**DOCUMENT PASSAGE**

In Corporate, General

The magic of painting pictures (B Roll) over a subject talking to camera hit me recently. I was working on a project with Pencalenick School, Truro. It consisted of three days of filming, followed by five editing.

The initial brief was to produce five short videos for the school website of senior teachers speaking about their particular curriculum and assessment responsibilities. “Simple,” “clear” and “jargon-free” were the watch words. It was anything but simple on the day, as the infamous “bloopers” video that I compiled demonstrated. But that’s obviously not available for public consumption.

Each of the five videos centre around a list of common questions drawn up by Helen Campbell the Head teacher and are answered by the five teachers. The whole purpose of the project was to make it easier for the parents of the pupils to gain a greater access to and understanding of important information on the school website.  “Why read pages of text on a computer screen when you can watch a video in stead?”

**TO DO**
1. In the post about the Pencalenick School video project, condense the paragraph beginning "The initial brief was" into a shorter version that keeps its main facts.
2. Carry on the post about the Pencalenick School video project, picking up after its final sentence.

**PROVIDED DATA**
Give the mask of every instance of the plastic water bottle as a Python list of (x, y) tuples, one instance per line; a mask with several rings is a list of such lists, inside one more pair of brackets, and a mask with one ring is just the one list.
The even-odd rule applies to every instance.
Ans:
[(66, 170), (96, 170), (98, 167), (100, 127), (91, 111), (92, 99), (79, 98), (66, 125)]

**OUTPUTS FOR THE TASKS**
1. The brief called for five short videos for the school website, in which senior teachers describe their curriculum and assessment responsibilities. The watchwords were "simple," "clear" and "jargon-free." The filming day was far from simple, as a compiled bloopers video shows, but that video is not for public viewing.

2.
The content of the interviews was excellent as you can see from this very raw, rough cut of Assistant Head teacher, Ali Russell. She speaks in very broad strokes about Pencalenick School’s curriculum. Now, this may not be the most scintillating of topics for most people, but is vital for the parents of the children at Pencalenick School.

I managed to inter cut between the two camera angles and edit the sync. as best I could. I also applied the occasional morph cut. But in reality you need more than a talking head and so we extended the brief with the aim of spicing things up and breaking the monologue down. Cue B Roll!





So what is B roll footage?” Well, it is defined as the additional footage  (usually filmed at a later stage) which is superimposed at key points on top of the “A roll” footage of the interviewee. B roll can really enhance a project if used judiciously and creatively and not just as wallpaper”

1. Great B roll should illustrate and emphasise what the character says in a beautiful way. So, in the video below, you’ll see two types of association between what Ali said and the illustrative B roll footage. The first is primary association. When our subject mentions a suitcase being packed and unpacked, the viewer sees a suitcase being taken around the school and being filled with simple artefacts from the lessons filmed. Secondary associations are more subtle and often missed by the viewer.  When Ali talks about two journeys and pathways through the curriculum,  B roll  of two pupils  riding go-karts appear on the screen.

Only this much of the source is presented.